### USING THE INFORMATION
(a) Return the portion of the blog post from "First blog post…" to "I ate today?".
(b) According to the blog post, what three things appeared in the dream from the previous night?
(c) Condense the paragraph of the blog post beginning "Ahh, the stress of trying to figure out" into a shorter version that retains its main facts.

### DOCUMENT SEGMENT
========================

I’m thinking yoga might be a good addition to my morning beauty routine. My roommates will hopefully be able to sleep through all the noise when I fall over from trying some yogitastic move.

Namaste!

Taking a moment to breathe…

First blog post… so much anticipation. High expectations. What do I write? What will interest people? Should I start out with my mundane list of foods I ate today?

Hmm… let me see, Greek yogurt (yum Chobani), a red pear, almonds… nope. No one wants to hear about that super exciting list.

Maybe about my crazy dream last night which included a polar bear, a blue Christmas tree and my old boss from Starbucks. Slightly more interesting, but way too bizarre of a post to start my entire blog with.

Ahh, the stress of trying to figure out what to write about is getting way too high at the moment. Perfect topic. Stress levels! Ok, wait. That sounds even more boring than talking about food and polar bear dreams. But it’s not. Most people in America (the country without siestas and limited vacation time at work) deal with a phenomenal amount of stress today than ever before. Money, family, societal pressures, traffic, work, student loans (please tell me that’s not just me!), health insurance and the list goes on and on. Did I mention traffic?

========================

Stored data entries
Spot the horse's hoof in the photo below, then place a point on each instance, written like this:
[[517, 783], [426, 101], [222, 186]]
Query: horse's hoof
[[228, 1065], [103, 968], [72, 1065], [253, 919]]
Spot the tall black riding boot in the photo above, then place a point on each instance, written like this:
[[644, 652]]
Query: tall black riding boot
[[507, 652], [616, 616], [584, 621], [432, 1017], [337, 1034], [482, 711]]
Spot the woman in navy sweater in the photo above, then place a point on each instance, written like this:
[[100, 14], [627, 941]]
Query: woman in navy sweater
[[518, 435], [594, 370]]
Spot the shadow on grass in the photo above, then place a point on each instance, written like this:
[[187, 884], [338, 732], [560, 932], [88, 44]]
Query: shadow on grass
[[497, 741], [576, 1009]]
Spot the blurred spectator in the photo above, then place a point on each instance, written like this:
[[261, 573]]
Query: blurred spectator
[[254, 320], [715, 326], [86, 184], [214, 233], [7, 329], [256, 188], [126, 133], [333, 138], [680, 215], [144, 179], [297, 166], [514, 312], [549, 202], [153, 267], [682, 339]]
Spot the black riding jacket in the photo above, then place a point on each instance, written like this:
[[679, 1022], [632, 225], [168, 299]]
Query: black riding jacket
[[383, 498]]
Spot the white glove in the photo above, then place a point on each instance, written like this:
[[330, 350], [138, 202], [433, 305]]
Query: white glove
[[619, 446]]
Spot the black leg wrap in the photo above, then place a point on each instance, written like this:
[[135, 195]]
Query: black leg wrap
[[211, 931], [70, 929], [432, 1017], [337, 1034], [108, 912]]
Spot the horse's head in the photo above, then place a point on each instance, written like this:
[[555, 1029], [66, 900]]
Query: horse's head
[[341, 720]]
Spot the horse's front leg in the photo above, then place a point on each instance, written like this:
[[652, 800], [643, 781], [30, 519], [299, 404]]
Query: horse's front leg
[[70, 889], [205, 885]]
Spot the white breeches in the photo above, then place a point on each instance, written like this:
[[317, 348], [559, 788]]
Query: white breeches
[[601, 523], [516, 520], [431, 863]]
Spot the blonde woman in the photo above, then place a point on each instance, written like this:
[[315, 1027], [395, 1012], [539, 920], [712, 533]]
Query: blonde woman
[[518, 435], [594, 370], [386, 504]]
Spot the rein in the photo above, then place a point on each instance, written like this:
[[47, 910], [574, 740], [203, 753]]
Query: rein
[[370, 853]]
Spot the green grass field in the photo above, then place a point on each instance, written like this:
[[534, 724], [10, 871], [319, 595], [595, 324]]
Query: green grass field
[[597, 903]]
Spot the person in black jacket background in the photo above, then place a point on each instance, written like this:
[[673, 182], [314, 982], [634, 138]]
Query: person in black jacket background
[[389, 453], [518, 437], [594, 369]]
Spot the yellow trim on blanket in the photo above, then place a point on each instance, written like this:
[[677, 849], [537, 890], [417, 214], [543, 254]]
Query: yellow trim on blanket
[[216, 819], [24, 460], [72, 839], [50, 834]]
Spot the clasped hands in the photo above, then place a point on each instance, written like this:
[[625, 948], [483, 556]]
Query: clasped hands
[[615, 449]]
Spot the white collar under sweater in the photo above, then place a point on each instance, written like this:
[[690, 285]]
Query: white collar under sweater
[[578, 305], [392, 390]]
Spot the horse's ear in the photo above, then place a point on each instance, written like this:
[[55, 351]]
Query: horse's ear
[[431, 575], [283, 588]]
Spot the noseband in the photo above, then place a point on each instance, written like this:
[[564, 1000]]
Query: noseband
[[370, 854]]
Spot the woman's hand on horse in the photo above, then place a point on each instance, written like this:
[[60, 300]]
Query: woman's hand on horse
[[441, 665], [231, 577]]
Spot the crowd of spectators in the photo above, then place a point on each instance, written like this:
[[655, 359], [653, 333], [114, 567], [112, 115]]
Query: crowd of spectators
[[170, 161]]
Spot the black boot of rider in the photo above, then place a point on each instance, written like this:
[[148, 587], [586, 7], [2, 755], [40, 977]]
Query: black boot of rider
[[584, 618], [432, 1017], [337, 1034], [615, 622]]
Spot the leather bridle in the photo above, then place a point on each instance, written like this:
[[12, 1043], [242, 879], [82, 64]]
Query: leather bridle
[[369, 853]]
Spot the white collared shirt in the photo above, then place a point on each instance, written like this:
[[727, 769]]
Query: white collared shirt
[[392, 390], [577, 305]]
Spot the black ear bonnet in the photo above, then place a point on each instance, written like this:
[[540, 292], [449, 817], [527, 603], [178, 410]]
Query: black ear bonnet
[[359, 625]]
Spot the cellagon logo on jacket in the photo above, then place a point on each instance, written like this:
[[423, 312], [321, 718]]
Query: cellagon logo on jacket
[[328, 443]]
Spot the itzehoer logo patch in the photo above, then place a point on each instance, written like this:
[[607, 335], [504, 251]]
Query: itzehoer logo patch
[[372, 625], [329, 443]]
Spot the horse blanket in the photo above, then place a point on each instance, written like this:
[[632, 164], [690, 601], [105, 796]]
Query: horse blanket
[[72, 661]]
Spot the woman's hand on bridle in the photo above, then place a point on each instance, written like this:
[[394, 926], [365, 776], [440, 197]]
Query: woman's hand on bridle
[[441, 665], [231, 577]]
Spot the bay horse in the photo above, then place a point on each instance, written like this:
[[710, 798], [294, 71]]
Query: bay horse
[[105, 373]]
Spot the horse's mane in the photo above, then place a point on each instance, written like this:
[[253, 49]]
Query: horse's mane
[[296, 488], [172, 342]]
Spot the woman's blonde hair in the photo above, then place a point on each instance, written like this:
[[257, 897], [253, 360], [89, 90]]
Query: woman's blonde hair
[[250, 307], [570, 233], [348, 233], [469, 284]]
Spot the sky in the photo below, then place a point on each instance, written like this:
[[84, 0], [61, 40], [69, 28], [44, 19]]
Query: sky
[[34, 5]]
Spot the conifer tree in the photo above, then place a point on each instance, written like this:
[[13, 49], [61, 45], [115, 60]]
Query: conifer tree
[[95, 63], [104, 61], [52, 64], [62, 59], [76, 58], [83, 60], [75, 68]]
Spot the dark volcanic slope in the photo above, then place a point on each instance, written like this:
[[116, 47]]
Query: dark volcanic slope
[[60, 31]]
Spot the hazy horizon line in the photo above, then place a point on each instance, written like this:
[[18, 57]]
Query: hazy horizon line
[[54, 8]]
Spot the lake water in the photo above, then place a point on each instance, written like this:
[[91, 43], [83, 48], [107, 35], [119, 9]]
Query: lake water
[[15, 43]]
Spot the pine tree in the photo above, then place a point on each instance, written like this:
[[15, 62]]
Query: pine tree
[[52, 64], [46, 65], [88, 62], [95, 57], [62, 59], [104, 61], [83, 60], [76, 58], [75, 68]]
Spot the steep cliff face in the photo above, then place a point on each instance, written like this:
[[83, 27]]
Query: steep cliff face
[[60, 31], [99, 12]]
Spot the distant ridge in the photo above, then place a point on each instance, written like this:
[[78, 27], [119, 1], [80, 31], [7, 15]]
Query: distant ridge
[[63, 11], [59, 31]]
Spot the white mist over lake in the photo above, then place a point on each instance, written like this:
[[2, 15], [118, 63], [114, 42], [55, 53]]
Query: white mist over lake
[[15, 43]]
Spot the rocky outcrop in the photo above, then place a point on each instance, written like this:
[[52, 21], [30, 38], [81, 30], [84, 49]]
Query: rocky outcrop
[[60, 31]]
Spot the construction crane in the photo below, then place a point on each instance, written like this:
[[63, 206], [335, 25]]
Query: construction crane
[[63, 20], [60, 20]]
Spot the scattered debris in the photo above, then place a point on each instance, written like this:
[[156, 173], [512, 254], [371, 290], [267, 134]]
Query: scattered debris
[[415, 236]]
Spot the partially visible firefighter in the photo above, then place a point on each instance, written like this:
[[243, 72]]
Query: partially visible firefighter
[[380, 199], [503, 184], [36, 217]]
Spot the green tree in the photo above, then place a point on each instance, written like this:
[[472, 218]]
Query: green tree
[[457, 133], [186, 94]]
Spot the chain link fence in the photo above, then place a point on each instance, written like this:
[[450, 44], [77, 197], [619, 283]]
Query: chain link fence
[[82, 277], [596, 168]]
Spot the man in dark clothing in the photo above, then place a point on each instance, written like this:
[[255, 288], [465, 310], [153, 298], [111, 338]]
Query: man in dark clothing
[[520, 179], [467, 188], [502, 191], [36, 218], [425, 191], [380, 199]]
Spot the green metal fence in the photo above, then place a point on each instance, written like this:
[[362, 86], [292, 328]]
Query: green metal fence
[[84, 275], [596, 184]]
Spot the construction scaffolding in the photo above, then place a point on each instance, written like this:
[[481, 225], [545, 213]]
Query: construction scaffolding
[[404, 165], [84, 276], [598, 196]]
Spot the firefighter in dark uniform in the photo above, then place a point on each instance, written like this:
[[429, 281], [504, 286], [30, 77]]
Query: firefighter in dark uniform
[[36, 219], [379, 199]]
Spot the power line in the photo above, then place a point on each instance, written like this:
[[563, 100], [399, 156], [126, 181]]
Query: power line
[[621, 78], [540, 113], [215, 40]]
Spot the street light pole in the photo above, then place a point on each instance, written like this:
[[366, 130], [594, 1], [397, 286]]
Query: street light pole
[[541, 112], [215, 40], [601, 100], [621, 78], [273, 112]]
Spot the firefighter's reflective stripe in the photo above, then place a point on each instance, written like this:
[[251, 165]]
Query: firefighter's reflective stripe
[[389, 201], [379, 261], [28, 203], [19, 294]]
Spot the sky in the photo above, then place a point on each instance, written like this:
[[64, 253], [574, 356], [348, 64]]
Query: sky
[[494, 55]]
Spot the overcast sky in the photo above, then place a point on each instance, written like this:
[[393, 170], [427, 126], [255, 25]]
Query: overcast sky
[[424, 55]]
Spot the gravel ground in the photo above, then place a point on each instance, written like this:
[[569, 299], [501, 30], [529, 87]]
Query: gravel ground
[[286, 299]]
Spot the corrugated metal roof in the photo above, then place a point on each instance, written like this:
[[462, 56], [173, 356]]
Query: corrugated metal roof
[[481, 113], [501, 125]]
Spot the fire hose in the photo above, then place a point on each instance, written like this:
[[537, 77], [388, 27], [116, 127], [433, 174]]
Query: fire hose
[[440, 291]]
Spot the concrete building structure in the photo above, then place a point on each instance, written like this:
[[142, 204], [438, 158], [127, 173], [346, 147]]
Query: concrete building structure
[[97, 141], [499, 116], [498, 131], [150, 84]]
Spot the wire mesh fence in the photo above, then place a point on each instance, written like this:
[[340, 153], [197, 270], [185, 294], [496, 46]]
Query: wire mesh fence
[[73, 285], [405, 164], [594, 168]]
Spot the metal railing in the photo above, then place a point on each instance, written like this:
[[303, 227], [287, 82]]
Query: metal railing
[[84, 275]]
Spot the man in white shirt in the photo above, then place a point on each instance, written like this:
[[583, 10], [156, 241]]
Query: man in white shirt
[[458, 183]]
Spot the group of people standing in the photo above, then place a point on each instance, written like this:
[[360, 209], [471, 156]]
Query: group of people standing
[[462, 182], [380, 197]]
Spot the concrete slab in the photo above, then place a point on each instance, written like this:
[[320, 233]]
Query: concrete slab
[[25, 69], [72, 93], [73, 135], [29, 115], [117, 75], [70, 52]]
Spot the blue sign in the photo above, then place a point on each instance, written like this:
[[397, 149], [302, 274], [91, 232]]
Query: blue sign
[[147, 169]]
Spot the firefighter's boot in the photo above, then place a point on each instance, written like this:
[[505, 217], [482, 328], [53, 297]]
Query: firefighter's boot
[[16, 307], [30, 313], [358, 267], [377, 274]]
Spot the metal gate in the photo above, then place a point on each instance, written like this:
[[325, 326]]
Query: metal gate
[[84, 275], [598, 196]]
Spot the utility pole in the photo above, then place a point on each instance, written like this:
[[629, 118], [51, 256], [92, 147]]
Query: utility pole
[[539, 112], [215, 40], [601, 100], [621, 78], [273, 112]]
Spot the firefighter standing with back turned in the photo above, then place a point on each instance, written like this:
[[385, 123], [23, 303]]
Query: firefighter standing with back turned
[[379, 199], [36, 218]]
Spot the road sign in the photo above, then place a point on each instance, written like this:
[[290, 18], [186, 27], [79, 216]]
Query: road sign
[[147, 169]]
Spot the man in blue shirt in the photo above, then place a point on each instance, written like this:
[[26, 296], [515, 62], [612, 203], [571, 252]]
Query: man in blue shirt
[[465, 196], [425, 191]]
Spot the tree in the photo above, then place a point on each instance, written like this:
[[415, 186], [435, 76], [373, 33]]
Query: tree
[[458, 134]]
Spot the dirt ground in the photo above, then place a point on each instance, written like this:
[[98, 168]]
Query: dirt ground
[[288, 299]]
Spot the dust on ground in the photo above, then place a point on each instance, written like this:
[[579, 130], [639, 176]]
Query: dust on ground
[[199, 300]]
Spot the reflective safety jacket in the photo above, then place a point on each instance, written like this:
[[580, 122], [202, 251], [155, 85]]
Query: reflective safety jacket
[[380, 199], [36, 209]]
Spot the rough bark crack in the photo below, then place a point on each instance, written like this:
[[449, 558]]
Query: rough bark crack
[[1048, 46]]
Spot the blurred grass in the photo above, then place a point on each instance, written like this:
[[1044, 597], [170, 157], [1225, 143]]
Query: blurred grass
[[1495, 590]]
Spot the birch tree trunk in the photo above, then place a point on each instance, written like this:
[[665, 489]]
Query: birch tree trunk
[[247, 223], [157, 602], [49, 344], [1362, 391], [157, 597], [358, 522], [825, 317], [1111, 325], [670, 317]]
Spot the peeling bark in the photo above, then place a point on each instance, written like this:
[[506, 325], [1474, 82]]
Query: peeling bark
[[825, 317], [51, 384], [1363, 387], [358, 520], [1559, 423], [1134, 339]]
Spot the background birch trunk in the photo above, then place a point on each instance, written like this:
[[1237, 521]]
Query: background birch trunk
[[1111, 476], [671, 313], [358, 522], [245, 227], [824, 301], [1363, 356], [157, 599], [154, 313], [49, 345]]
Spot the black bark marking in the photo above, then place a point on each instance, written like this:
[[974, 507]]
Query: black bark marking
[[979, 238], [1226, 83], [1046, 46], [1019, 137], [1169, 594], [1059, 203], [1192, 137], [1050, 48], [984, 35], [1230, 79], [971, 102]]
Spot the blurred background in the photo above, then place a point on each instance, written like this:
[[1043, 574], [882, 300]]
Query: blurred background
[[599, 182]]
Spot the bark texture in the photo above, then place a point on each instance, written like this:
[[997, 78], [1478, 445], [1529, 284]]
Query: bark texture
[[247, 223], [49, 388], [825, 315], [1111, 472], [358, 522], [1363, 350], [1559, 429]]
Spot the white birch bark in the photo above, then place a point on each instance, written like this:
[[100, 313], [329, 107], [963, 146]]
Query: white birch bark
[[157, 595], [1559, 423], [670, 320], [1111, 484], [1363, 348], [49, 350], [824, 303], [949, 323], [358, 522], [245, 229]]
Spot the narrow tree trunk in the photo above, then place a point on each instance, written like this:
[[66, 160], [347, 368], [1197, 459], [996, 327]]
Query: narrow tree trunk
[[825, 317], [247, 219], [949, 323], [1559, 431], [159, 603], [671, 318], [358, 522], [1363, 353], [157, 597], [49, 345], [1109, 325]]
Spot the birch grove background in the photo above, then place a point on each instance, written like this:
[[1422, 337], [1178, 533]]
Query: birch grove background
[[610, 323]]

========================

### ANSWERS PER TASK
(a)
First blog post… so much anticipation. High expectations. What do I write? What will interest people? Should I start out with my mundane list of foods I ate today?

(b) A polar bear, a blue Christmas tree, and the writer's old boss from Starbucks.

(c) The stress of choosing what to write about suggests stress itself as a topic. Although it sounds duller than food or polar bear dreams, it is not: most people in America, a country without siestas and with limited vacation time, deal with more stress today than ever before. Its sources include money, family, societal pressures, traffic, work, student loans, and health insurance.